**PROVIDED ENTRIES:**
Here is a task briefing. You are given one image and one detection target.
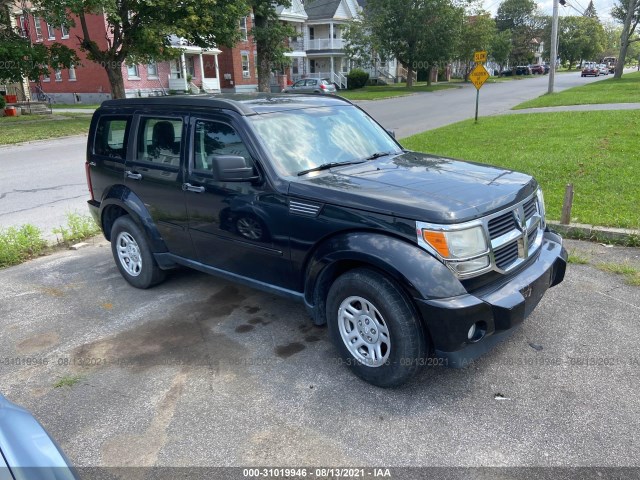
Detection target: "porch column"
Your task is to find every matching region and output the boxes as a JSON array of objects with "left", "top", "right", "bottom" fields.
[
  {"left": 180, "top": 52, "right": 188, "bottom": 87},
  {"left": 329, "top": 22, "right": 333, "bottom": 49},
  {"left": 200, "top": 52, "right": 204, "bottom": 87},
  {"left": 329, "top": 55, "right": 336, "bottom": 82}
]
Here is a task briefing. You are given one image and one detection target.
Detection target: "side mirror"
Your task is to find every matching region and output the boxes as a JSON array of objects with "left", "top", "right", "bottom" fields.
[{"left": 209, "top": 155, "right": 259, "bottom": 182}]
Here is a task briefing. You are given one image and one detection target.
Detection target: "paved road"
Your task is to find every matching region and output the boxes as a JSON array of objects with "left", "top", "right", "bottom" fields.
[
  {"left": 0, "top": 136, "right": 89, "bottom": 239},
  {"left": 0, "top": 73, "right": 607, "bottom": 239},
  {"left": 359, "top": 72, "right": 611, "bottom": 138},
  {"left": 0, "top": 238, "right": 640, "bottom": 470}
]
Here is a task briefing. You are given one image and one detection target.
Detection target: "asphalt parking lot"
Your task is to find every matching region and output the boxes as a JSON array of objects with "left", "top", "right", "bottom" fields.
[{"left": 0, "top": 239, "right": 640, "bottom": 476}]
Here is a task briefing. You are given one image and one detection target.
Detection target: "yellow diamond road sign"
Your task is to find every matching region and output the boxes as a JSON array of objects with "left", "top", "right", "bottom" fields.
[
  {"left": 469, "top": 64, "right": 489, "bottom": 90},
  {"left": 473, "top": 50, "right": 487, "bottom": 63}
]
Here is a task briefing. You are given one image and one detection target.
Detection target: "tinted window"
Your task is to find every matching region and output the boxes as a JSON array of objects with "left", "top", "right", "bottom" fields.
[
  {"left": 93, "top": 117, "right": 131, "bottom": 160},
  {"left": 136, "top": 117, "right": 182, "bottom": 167},
  {"left": 193, "top": 120, "right": 252, "bottom": 172}
]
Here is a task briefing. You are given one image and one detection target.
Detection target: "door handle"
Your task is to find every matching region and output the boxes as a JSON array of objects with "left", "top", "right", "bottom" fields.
[{"left": 182, "top": 183, "right": 204, "bottom": 193}]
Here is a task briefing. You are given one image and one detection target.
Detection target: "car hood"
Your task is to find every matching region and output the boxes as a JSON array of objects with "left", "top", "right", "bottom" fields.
[
  {"left": 0, "top": 394, "right": 79, "bottom": 480},
  {"left": 289, "top": 152, "right": 537, "bottom": 223}
]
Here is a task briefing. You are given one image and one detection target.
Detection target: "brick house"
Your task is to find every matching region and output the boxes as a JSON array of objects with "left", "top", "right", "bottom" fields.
[{"left": 6, "top": 3, "right": 221, "bottom": 103}]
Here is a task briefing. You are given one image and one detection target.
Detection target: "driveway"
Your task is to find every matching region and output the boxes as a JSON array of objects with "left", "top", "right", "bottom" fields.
[{"left": 0, "top": 240, "right": 640, "bottom": 472}]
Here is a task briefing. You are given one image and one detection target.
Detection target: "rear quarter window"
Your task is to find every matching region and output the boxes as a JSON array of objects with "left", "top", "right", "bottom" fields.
[{"left": 93, "top": 116, "right": 131, "bottom": 161}]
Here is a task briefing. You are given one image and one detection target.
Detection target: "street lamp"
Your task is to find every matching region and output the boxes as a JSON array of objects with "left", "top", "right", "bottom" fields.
[{"left": 547, "top": 0, "right": 566, "bottom": 93}]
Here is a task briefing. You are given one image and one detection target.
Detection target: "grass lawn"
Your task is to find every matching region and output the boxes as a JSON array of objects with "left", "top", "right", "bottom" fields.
[
  {"left": 0, "top": 113, "right": 91, "bottom": 145},
  {"left": 514, "top": 72, "right": 640, "bottom": 110},
  {"left": 338, "top": 82, "right": 458, "bottom": 100},
  {"left": 401, "top": 110, "right": 640, "bottom": 229}
]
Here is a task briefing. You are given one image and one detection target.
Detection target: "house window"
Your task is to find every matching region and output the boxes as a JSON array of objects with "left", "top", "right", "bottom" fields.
[
  {"left": 240, "top": 52, "right": 251, "bottom": 78},
  {"left": 33, "top": 17, "right": 42, "bottom": 42},
  {"left": 240, "top": 17, "right": 248, "bottom": 42},
  {"left": 18, "top": 15, "right": 29, "bottom": 38},
  {"left": 127, "top": 65, "right": 140, "bottom": 78},
  {"left": 147, "top": 62, "right": 158, "bottom": 78},
  {"left": 253, "top": 52, "right": 258, "bottom": 78}
]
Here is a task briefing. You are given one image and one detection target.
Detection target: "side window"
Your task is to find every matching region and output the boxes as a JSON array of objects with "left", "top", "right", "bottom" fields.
[
  {"left": 93, "top": 117, "right": 131, "bottom": 161},
  {"left": 136, "top": 117, "right": 182, "bottom": 167},
  {"left": 193, "top": 120, "right": 253, "bottom": 173}
]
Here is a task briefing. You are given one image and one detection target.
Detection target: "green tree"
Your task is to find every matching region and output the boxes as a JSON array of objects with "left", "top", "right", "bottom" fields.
[
  {"left": 459, "top": 10, "right": 496, "bottom": 82},
  {"left": 582, "top": 0, "right": 598, "bottom": 18},
  {"left": 0, "top": 0, "right": 79, "bottom": 83},
  {"left": 611, "top": 0, "right": 640, "bottom": 78},
  {"left": 249, "top": 0, "right": 296, "bottom": 93},
  {"left": 33, "top": 0, "right": 249, "bottom": 98},
  {"left": 363, "top": 0, "right": 462, "bottom": 88},
  {"left": 544, "top": 16, "right": 606, "bottom": 69},
  {"left": 496, "top": 0, "right": 545, "bottom": 64}
]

**EXERCISE:** How many lines of the listing above contain the string "road"? Tally them and reply with the number alone.

**COMPLETE OUTPUT:** 2